| Task objective |
Each line of the entries below that includes "tufted" belongs in your answer.

Data items:

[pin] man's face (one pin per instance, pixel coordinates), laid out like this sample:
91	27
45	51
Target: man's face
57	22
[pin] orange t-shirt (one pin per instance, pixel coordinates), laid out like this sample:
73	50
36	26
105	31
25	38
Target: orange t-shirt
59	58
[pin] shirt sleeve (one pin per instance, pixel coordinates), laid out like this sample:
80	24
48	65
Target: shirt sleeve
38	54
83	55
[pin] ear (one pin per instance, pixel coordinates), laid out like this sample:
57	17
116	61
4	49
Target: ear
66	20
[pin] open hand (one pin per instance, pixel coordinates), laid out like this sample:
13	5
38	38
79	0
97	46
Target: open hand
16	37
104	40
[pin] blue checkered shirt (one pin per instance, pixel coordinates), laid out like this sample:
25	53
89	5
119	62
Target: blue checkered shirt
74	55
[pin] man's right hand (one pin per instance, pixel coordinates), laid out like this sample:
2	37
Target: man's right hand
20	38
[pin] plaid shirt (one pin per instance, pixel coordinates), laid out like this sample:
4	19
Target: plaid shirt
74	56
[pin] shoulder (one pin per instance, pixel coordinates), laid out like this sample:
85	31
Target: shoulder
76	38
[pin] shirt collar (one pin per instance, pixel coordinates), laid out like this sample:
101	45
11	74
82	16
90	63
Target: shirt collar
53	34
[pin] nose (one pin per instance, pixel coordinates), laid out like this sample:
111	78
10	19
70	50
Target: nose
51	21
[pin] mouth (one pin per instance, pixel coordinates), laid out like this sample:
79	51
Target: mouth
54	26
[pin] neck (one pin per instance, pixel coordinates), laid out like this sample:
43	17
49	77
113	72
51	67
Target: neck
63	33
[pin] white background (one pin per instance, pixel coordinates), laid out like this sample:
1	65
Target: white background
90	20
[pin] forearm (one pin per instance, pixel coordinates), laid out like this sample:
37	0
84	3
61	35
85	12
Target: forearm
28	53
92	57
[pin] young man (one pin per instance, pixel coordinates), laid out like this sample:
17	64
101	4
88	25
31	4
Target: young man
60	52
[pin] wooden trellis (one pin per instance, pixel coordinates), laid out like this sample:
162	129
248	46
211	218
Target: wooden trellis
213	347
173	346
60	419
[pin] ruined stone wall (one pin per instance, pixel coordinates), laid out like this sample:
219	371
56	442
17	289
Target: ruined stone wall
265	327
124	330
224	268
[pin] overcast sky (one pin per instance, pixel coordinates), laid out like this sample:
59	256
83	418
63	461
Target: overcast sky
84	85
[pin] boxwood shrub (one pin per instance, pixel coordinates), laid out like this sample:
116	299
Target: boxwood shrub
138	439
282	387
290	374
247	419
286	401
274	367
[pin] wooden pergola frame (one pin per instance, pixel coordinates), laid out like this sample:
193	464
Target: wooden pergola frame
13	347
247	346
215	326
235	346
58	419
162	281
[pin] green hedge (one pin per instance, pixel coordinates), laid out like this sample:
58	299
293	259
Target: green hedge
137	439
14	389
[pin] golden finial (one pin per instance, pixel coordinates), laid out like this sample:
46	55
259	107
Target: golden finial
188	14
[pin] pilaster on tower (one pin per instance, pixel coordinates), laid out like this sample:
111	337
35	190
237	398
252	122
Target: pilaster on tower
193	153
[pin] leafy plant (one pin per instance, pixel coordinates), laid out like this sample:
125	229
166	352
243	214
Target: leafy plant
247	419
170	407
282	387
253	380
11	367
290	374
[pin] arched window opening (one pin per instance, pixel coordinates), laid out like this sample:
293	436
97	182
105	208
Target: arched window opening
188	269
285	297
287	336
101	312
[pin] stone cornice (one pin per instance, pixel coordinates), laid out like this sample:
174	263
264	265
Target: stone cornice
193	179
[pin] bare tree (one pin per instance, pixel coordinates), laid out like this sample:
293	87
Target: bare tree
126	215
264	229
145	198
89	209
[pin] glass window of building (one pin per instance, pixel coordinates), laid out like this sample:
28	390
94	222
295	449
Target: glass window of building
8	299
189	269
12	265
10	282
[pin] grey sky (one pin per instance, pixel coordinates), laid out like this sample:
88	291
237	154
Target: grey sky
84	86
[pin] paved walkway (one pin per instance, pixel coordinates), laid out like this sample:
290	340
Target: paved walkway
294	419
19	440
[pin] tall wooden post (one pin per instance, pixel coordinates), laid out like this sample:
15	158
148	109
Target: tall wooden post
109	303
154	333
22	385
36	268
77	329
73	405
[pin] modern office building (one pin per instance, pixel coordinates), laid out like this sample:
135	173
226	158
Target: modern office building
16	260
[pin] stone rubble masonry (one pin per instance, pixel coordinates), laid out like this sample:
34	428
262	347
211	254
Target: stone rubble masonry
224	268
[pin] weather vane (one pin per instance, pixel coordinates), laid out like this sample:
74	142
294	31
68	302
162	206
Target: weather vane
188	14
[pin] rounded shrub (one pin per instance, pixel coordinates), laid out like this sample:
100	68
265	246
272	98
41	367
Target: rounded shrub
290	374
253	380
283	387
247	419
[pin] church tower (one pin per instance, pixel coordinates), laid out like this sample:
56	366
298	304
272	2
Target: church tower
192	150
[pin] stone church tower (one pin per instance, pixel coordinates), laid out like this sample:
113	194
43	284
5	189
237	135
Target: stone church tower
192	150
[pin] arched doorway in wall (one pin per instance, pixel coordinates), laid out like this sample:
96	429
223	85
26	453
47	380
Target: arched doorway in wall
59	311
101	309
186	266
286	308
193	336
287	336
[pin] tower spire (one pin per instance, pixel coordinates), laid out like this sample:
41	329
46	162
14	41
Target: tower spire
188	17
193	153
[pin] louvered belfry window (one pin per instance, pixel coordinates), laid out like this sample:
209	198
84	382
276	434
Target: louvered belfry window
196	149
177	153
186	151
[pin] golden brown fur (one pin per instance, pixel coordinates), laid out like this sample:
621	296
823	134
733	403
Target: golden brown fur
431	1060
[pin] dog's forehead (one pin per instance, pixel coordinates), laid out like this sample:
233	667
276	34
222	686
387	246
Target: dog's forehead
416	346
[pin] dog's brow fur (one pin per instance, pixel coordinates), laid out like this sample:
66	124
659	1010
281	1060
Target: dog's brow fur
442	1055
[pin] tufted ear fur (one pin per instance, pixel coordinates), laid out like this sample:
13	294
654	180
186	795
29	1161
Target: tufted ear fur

| Response area |
[pin] tufted ear fur (one pin per instance, pixel coordinates), laid out like this sample:
Target: tufted ear fur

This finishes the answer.